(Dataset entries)
◆ ◆ ◆ ◆ ◆

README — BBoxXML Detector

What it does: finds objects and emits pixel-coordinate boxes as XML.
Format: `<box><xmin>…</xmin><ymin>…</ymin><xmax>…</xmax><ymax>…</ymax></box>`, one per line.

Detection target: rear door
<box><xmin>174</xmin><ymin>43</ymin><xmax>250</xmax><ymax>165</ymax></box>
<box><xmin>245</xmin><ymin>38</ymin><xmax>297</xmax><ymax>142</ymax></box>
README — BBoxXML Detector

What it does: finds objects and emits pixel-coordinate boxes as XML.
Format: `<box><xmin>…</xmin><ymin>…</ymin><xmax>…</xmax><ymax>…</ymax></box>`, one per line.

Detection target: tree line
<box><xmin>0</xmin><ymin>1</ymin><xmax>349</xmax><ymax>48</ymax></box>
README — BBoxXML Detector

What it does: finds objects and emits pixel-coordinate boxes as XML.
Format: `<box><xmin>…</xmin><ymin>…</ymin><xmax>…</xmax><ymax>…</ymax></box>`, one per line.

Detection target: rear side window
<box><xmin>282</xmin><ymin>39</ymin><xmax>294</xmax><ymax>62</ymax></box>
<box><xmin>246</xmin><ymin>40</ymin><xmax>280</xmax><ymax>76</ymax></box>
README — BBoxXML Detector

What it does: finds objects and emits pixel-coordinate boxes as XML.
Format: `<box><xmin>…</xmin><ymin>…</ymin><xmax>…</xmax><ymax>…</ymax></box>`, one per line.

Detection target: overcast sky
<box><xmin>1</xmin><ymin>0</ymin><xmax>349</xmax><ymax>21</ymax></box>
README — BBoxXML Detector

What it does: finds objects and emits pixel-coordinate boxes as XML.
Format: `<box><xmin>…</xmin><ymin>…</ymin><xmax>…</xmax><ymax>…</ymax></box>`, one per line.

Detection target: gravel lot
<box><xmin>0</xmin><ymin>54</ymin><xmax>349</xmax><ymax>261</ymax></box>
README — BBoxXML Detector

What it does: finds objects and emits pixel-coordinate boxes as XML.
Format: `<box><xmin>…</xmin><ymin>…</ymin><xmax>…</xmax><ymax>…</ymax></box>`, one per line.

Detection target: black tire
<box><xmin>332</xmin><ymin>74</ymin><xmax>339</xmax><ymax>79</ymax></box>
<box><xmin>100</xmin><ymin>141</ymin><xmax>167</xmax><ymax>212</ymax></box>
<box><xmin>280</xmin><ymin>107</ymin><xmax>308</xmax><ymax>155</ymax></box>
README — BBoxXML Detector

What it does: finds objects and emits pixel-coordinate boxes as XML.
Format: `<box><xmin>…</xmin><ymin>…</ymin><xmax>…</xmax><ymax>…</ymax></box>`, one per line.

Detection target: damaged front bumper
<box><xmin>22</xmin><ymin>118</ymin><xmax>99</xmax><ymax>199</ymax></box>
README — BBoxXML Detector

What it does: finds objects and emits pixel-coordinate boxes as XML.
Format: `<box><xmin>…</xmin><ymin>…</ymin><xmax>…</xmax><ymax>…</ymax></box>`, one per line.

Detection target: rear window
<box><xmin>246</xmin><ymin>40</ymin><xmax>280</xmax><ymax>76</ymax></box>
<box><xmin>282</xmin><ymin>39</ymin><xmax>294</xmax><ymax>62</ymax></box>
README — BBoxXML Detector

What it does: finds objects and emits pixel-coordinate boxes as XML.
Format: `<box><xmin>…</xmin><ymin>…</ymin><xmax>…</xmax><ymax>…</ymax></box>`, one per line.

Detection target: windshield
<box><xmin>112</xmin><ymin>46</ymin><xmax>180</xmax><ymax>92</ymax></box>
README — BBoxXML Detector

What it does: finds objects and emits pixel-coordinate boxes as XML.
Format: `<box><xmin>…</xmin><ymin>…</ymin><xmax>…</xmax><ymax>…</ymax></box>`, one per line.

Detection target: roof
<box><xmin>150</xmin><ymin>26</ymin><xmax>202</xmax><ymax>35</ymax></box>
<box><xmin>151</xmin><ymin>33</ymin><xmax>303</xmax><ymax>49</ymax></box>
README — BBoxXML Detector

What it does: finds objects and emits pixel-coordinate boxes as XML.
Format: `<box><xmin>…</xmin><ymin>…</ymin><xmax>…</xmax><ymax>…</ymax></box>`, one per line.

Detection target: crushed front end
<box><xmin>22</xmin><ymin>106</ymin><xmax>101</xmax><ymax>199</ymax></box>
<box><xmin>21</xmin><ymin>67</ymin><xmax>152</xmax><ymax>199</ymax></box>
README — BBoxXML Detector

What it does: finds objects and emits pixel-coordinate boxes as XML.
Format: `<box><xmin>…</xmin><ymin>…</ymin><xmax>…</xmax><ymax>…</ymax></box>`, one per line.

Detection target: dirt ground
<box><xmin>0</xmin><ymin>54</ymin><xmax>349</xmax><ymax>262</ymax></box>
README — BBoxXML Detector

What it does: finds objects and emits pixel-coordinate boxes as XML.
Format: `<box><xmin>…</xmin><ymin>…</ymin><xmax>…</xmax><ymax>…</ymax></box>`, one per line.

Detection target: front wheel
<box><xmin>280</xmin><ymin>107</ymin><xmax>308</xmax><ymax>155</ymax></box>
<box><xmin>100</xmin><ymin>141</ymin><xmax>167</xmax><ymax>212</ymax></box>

◆ ◆ ◆ ◆ ◆

### Assignment:
Please retype the data above exactly, including every line.

### Result below:
README — BBoxXML Detector

What it does: finds objects and emits pixel-coordinate boxes as XML.
Format: `<box><xmin>…</xmin><ymin>…</ymin><xmax>…</xmax><ymax>…</ymax></box>`, one per line.

Detection target: rear door
<box><xmin>174</xmin><ymin>43</ymin><xmax>250</xmax><ymax>165</ymax></box>
<box><xmin>245</xmin><ymin>38</ymin><xmax>297</xmax><ymax>142</ymax></box>
README — BBoxXML Detector

What it does: finds objects and emits pixel-coordinate boxes as XML.
Format: `<box><xmin>…</xmin><ymin>…</ymin><xmax>…</xmax><ymax>…</ymax></box>`, one per line.

Detection target: tree line
<box><xmin>0</xmin><ymin>1</ymin><xmax>349</xmax><ymax>48</ymax></box>
README — BBoxXML Detector

What it does: finds objects and emits pixel-coordinate boxes as XML.
Format: `<box><xmin>…</xmin><ymin>…</ymin><xmax>…</xmax><ymax>…</ymax></box>`, one per line.

Detection target: rear side window
<box><xmin>282</xmin><ymin>39</ymin><xmax>294</xmax><ymax>62</ymax></box>
<box><xmin>246</xmin><ymin>40</ymin><xmax>280</xmax><ymax>76</ymax></box>
README — BBoxXML Detector

What it does: finds objects and emits pixel-coordinate boxes as XML.
Format: `<box><xmin>…</xmin><ymin>…</ymin><xmax>…</xmax><ymax>…</ymax></box>`, one per line.

Detection target: overcast sky
<box><xmin>1</xmin><ymin>0</ymin><xmax>349</xmax><ymax>21</ymax></box>
README — BBoxXML Detector

What it does: finds objects and emits pixel-coordinate boxes as XML.
Format: `<box><xmin>…</xmin><ymin>…</ymin><xmax>…</xmax><ymax>…</ymax></box>`, one per line.

Detection target: gravel lot
<box><xmin>0</xmin><ymin>54</ymin><xmax>349</xmax><ymax>261</ymax></box>
README — BBoxXML Detector

What it does: finds objects and emits pixel-coordinate boxes as XML.
Format: `<box><xmin>…</xmin><ymin>…</ymin><xmax>…</xmax><ymax>…</ymax></box>`, one per line.

Detection target: black tire
<box><xmin>332</xmin><ymin>74</ymin><xmax>339</xmax><ymax>79</ymax></box>
<box><xmin>100</xmin><ymin>141</ymin><xmax>167</xmax><ymax>212</ymax></box>
<box><xmin>280</xmin><ymin>107</ymin><xmax>308</xmax><ymax>155</ymax></box>
README — BBoxXML Detector

What it does: finds objects and emits pixel-coordinate boxes as XML.
Format: `<box><xmin>…</xmin><ymin>…</ymin><xmax>…</xmax><ymax>…</ymax></box>`, one per line.

Detection target: damaged front bumper
<box><xmin>22</xmin><ymin>118</ymin><xmax>99</xmax><ymax>199</ymax></box>
README — BBoxXML Detector

What it does: finds objects and emits pixel-coordinate boxes as XML.
Format: `<box><xmin>…</xmin><ymin>…</ymin><xmax>…</xmax><ymax>…</ymax></box>`, one per line.

Detection target: rear window
<box><xmin>246</xmin><ymin>40</ymin><xmax>280</xmax><ymax>76</ymax></box>
<box><xmin>282</xmin><ymin>39</ymin><xmax>294</xmax><ymax>62</ymax></box>
README — BBoxXML Detector

What it does: finds objects and emits pixel-coordinate boxes as XML.
Format: `<box><xmin>…</xmin><ymin>…</ymin><xmax>…</xmax><ymax>…</ymax></box>`, one per line.

Detection target: windshield
<box><xmin>112</xmin><ymin>46</ymin><xmax>180</xmax><ymax>92</ymax></box>
README — BBoxXML Detector

What it does: finds objects and emits pixel-coordinate boxes as XML.
Format: `<box><xmin>…</xmin><ymin>…</ymin><xmax>…</xmax><ymax>…</ymax></box>`, one per line.

Detection target: roof
<box><xmin>150</xmin><ymin>26</ymin><xmax>202</xmax><ymax>35</ymax></box>
<box><xmin>151</xmin><ymin>33</ymin><xmax>303</xmax><ymax>49</ymax></box>
README — BBoxXML Detector

What it does: finds objects and emits pixel-coordinate boxes as XML.
Format: `<box><xmin>…</xmin><ymin>…</ymin><xmax>…</xmax><ymax>…</ymax></box>`, one per line.

Detection target: crushed front end
<box><xmin>22</xmin><ymin>106</ymin><xmax>101</xmax><ymax>199</ymax></box>
<box><xmin>21</xmin><ymin>67</ymin><xmax>152</xmax><ymax>199</ymax></box>
README — BBoxXML Detector

What it does: finds objects and emits pixel-coordinate boxes as XML.
Format: `<box><xmin>…</xmin><ymin>…</ymin><xmax>…</xmax><ymax>…</ymax></box>`, one per line.

Detection target: dirt ground
<box><xmin>0</xmin><ymin>54</ymin><xmax>349</xmax><ymax>262</ymax></box>
README — BBoxXML Detector

What it does: finds objects and emits pixel-coordinate boxes as XML.
Format: `<box><xmin>…</xmin><ymin>…</ymin><xmax>…</xmax><ymax>…</ymax></box>`, one per line.

Detection target: front wheel
<box><xmin>280</xmin><ymin>107</ymin><xmax>308</xmax><ymax>155</ymax></box>
<box><xmin>100</xmin><ymin>141</ymin><xmax>167</xmax><ymax>212</ymax></box>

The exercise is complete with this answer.